### TRY IT
Without copying any picture, return all lines below exactly.

START DATA IN THIS EXERCISE

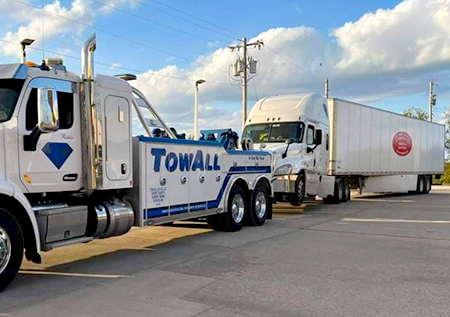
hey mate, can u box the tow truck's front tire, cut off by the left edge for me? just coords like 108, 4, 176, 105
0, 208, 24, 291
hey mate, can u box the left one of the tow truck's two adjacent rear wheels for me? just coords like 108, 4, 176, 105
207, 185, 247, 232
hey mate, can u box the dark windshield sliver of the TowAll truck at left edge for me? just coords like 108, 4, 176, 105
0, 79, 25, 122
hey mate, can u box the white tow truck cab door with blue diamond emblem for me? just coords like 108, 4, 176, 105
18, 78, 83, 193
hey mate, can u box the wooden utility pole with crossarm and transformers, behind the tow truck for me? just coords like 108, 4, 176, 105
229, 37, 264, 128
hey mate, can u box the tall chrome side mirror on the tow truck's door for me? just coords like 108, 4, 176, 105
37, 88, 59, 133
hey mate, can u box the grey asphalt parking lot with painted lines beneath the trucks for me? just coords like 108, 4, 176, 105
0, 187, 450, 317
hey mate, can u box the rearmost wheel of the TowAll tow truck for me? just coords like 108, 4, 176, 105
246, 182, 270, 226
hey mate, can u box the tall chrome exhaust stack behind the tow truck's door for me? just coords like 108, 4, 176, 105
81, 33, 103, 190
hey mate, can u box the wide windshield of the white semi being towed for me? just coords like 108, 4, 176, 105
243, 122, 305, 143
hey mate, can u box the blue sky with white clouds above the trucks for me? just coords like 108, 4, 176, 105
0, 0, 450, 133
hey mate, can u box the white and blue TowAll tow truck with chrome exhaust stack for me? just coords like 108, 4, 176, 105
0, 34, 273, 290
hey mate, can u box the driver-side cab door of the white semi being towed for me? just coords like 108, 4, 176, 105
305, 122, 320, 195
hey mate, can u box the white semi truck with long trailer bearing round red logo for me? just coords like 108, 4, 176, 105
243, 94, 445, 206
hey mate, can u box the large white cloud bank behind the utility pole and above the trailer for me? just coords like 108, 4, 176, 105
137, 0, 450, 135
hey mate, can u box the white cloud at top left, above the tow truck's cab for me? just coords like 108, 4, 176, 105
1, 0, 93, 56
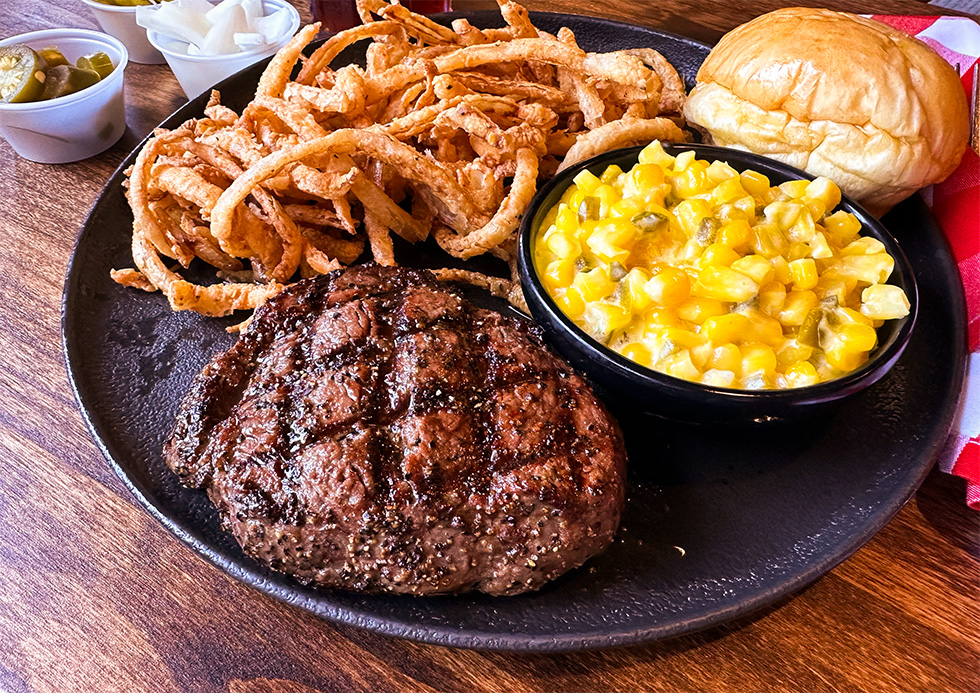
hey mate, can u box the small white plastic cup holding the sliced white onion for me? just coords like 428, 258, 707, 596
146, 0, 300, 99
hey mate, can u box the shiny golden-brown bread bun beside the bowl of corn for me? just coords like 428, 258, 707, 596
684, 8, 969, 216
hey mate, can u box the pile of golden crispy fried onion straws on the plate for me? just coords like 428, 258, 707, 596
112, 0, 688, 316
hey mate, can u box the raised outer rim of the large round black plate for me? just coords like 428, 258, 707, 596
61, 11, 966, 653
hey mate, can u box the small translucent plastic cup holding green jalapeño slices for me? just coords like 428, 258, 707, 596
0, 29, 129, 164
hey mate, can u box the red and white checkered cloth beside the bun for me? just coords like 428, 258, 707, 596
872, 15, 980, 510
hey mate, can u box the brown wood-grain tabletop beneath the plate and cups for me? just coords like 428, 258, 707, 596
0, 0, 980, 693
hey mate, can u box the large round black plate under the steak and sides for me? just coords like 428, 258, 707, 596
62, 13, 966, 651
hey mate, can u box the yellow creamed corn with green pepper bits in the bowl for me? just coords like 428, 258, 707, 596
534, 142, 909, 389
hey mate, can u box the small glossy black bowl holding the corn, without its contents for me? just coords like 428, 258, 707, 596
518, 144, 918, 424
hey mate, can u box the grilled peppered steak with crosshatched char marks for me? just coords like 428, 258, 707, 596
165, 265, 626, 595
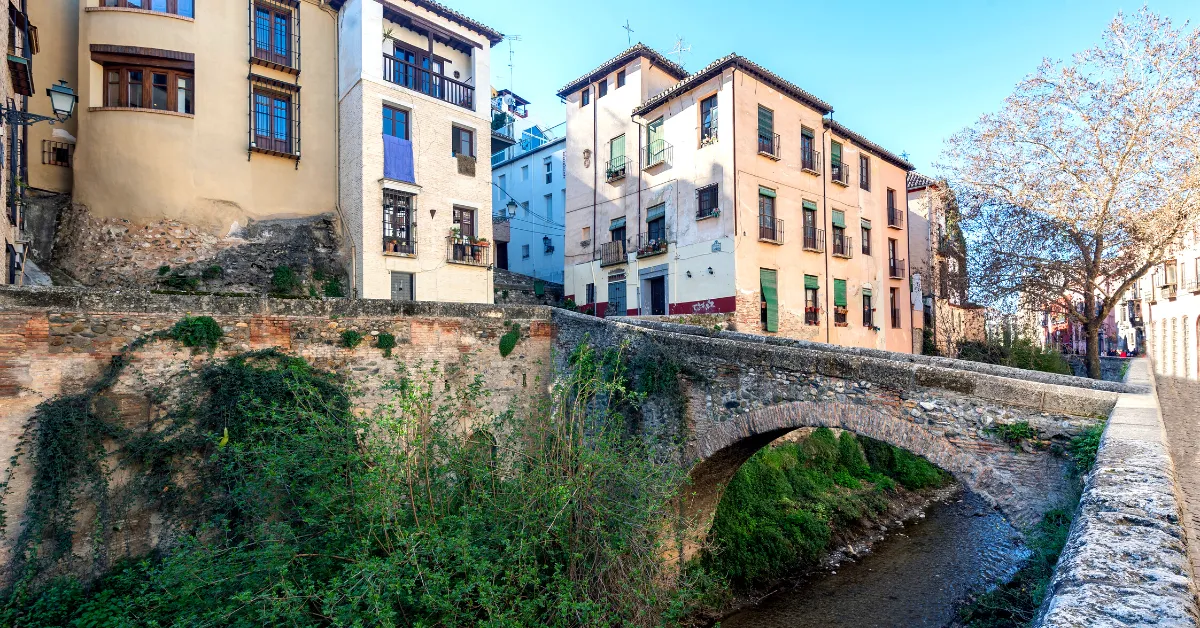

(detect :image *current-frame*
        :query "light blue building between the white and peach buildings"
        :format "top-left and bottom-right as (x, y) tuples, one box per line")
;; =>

END DATA IN THIS EXERCISE

### WORKED SOLUTION
hey mate, can u box the tow truck's front tire, cut off by the left edge for me? just coords like 108, 4, 176, 105
0, 208, 24, 291
hey mate, can u box the left one of the tow truck's two adjacent rear wheels for me? just coords like 108, 4, 176, 105
207, 185, 247, 232
hey mate, can u box the dark windshield sliver of the TowAll truck at left edge for me? just coords like 108, 4, 176, 105
0, 79, 25, 122
hey mate, can u box the white tow truck cab door with blue diamond emblem for me? just coords like 108, 4, 176, 105
18, 78, 83, 193
hey mate, can u box the wooden utility pole with crossarm and transformers, behind the tow truck for me? just coords like 108, 4, 176, 105
229, 37, 264, 128
hey mate, can u box the tall chrome side mirror on the tow truck's door for me? just coords like 108, 4, 176, 105
37, 88, 59, 133
hey mate, can u box the grey asphalt parking lot with painted lines beneath the trucks for me? just coords like 108, 4, 176, 105
0, 187, 450, 317
hey mate, can u box the rearmost wheel of the TowAll tow truck for me? just coords like 108, 4, 176, 105
246, 182, 270, 226
hey mate, can u box the tall chrome exhaust stack behind the tow truck's door for me? just coords like 108, 4, 176, 105
81, 33, 103, 190
hey mate, can u box the wide windshield of the white semi being towed for me? just coords like 108, 4, 176, 105
243, 122, 305, 143
hey mate, can u box the blue sky with white clouds above the trucks for me? just coords like 108, 4, 176, 105
0, 0, 450, 133
hey mate, can u box the white and blue TowAll tow truck with chrome exhaust stack for me? just coords like 108, 4, 176, 105
0, 34, 273, 290
hey mate, can u box the driver-side cab door of the white semi being towed for me? just coords like 108, 4, 176, 105
305, 122, 320, 195
hey mate, can u box the white semi truck with long trailer bearing round red logo for me? just coords like 108, 4, 176, 105
243, 94, 445, 206
hey mate, can u box the large white cloud bank behind the utility pole and above the trailer for me? just coords like 108, 4, 176, 105
137, 0, 450, 135
hey mate, can u box the white cloud at top left, above the tow truck's cab for me? just coords like 108, 4, 176, 105
1, 0, 93, 56
hey mate, can u box the small white plastic cup holding the sliced white onion for me? just coords like 428, 258, 707, 596
146, 0, 300, 99
hey mate, can u box the shiny golden-brown bread bun beside the bowl of corn for me? just coords like 428, 258, 707, 596
684, 8, 969, 216
hey mate, can u box the pile of golden crispy fried onion straws on the plate for me? just coords like 428, 258, 707, 596
112, 0, 688, 316
hey mate, can u box the raised outer rim of the large round black plate for me? just coords like 428, 258, 707, 596
61, 11, 966, 653
hey mate, can u box the small translucent plastic cup holding green jalapeño slices for me? just coords like 428, 258, 707, 596
0, 29, 129, 164
hey mate, can u box the red and white checkered cloth beside the bun for me? just coords like 428, 258, 707, 596
872, 15, 980, 510
hey mate, can u box the brown wood-grain tabletop beneath the plate and cups for me? just coords like 428, 258, 707, 596
0, 0, 980, 693
hey mate, can u box the large round black plate under the steak and sides for me? just coords like 428, 258, 707, 596
62, 13, 966, 651
hey mate, can u box the yellow creamed corn with green pepper bits in the bowl for me? just coords like 428, 258, 707, 596
534, 142, 909, 389
hey mate, can u box the small glossy black bowl holding the corn, without its contents for me? just coords like 428, 258, 707, 596
518, 144, 918, 424
hey mate, can u box the grilled peppered steak with crosshatched char marks for me? just coords like 428, 258, 707, 596
165, 265, 626, 595

(detect :image *current-frame*
        :query "light blue building between the white and peach buildings"
        :format "top-left and bottom-right as (x, y) tuples, one box per line")
;; =>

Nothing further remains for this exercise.